INPUT DATA:
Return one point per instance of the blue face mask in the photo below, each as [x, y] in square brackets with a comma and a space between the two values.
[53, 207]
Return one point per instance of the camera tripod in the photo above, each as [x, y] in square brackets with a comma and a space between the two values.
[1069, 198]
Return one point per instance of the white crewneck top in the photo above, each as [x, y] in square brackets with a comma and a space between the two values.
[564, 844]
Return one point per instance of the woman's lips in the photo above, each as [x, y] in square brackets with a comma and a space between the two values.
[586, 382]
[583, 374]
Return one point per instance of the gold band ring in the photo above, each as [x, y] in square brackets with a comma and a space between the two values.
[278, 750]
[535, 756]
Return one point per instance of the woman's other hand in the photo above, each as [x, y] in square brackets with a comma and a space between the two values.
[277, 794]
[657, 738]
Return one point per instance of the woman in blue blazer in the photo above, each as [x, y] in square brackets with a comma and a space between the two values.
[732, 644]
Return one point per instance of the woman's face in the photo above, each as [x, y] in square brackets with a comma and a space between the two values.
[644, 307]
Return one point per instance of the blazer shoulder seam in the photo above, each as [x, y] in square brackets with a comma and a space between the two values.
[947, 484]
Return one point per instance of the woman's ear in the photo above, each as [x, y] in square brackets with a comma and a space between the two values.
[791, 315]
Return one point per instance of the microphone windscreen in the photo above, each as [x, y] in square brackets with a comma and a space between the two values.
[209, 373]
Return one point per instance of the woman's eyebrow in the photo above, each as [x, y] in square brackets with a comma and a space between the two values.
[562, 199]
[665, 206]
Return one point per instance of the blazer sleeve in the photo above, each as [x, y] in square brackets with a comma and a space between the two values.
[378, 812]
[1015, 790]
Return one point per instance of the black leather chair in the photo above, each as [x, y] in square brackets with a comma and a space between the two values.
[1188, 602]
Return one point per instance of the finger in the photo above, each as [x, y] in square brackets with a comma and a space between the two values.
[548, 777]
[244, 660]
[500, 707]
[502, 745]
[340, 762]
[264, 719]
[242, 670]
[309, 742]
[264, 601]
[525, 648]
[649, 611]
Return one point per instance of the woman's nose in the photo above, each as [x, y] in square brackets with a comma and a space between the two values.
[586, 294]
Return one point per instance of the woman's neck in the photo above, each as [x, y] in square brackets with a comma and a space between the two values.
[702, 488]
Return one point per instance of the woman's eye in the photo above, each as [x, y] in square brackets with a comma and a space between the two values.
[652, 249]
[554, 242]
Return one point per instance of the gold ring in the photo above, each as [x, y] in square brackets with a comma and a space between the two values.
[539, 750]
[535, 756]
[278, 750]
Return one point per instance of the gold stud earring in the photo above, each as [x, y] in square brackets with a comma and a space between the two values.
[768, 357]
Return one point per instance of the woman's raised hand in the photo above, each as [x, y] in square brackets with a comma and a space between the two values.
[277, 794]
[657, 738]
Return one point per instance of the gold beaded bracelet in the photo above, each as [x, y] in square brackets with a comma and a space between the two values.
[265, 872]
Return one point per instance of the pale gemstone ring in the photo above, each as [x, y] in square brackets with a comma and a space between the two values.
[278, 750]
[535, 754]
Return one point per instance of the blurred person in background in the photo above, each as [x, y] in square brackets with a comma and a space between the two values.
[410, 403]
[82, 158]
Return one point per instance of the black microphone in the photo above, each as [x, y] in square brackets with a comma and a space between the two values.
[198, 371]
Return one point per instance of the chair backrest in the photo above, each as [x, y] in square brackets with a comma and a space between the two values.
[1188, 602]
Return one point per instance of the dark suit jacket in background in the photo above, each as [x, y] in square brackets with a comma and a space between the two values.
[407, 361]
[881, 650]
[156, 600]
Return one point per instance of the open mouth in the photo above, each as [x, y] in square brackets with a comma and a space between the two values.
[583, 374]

INSTRUCTIONS FOR THE TASK:
Output the records exactly, including every line.

ANSWER TO THE PROBLEM:
Return one point per instance of the blue face mask in the photo below, each as [x, y] in square brackets with a comma and a space between the two values.
[53, 207]
Return one point per instance of the camera tripod in the photo above, each as [x, y] in square brackets with a comma and a space between the two values.
[1069, 198]
Return one point per instance of the white crewneck top in the photo above, each as [x, y] in square brackets with a comma and a space between the two values.
[564, 844]
Return one point per instance of the woman's lips in the photo above, each as [x, y] in square brackets with a comma and a space between the two values.
[586, 382]
[583, 374]
Return one point per instance of the gold band ring in the photo above, each as [x, y] in square brackets with a comma and a space between the two values.
[278, 750]
[535, 756]
Return one point per instance of the woman's other hand in the photo above, each as [x, y] in square brackets with a comma and a space between the two values.
[277, 794]
[657, 738]
Return one point per instance of the woman in blue blazer in the photo above, each as [x, y] in square brackets with a comma and a space between the two values.
[732, 644]
Return one point per instance of the woman's face in the photo above, each as [x, y] in square brackets with a comma and a space between the two values.
[644, 307]
Return one point per instance of the blazer shoulder seam in the photo above, each as [x, y] in square brackets with a comma and a space between the two values.
[947, 484]
Return one point per instance of the woman's ear in the photo above, each as [x, y] in square brackets with a comma and a space between the two values.
[791, 315]
Return one point per instance of the microphone windscreen in the photo above, each as [x, y] in square brackets with a comma and a space between the two values.
[209, 373]
Return one point per instance of the woman's eyebrow in the photo above, each as [x, y] in square brackets with a comma and a space between the two values.
[562, 199]
[665, 206]
Return one point per instance of the blazer sleeve in the photo above, each as [x, y] in square brackets with a comma and a space between the two values.
[378, 812]
[1015, 790]
Return one point per instance of the black leather chair in the photo above, each as [x, y] in square brackets with a comma and a space between the two values.
[1188, 602]
Return one point per instance of the finger in the photo above, each as [x, y] in square brackets with a comma and a space between the two values.
[548, 777]
[244, 660]
[500, 707]
[502, 745]
[340, 762]
[264, 719]
[242, 670]
[309, 742]
[264, 601]
[525, 648]
[649, 611]
Return one point per instance of the woman's nose in the photo above, each as [x, y] in square brackets with a comma and a space between the two values.
[586, 294]
Return one point per instance of the woman's neck in the photo above, each as [x, y] in square brackets with a comma and a space between the two values.
[702, 488]
Return one point per instance of the woman's eye in the photo above, each as [x, y] in square brackets with a comma and a space between the two values.
[652, 249]
[554, 242]
Return one point per instance of the gold ring in the photo above, each as [x, y] in square brackets with a comma and a space between the two values.
[539, 750]
[535, 756]
[278, 750]
Return one point per instance of the gold stud earring in the photo above, each as [x, y] in square brackets with a comma and a space between the two values.
[768, 357]
Return one point per instance of the woman's raised hand in the photo above, each as [x, y] in square brackets with a comma and a space between the two values.
[277, 794]
[657, 738]
Return one point per instance of the gold beaded bracelet in the photo above, each as [x, y] in square brackets with a comma and a space between the two values.
[265, 872]
Return one point per instance of the pale gemstone ring in the photo above, each as [x, y] in square brackets with a comma and a space between the two values.
[278, 750]
[535, 754]
Return one point per instance of the blurred person in background in the photo above, each as [x, y] in square brackets with a comma and a space between the two values.
[410, 403]
[82, 158]
Return one point per instance of the black microphone in the photo above, each as [x, y] in square brackets with a comma and a space between the two values.
[198, 371]
Return one point per instance of the chair backrest in the photo above, each as [x, y] in square brackets with a comma and a space between the two values.
[1188, 602]
Return one point per instance of the dark suit jacket in background in the photo above, each as [x, y] in square brackets with a comma and a space between the two values.
[407, 361]
[881, 650]
[156, 600]
Return one point per instance of the open mouth in the photo above, each as [x, y] in square brackets with a comma and a space between the two values.
[583, 374]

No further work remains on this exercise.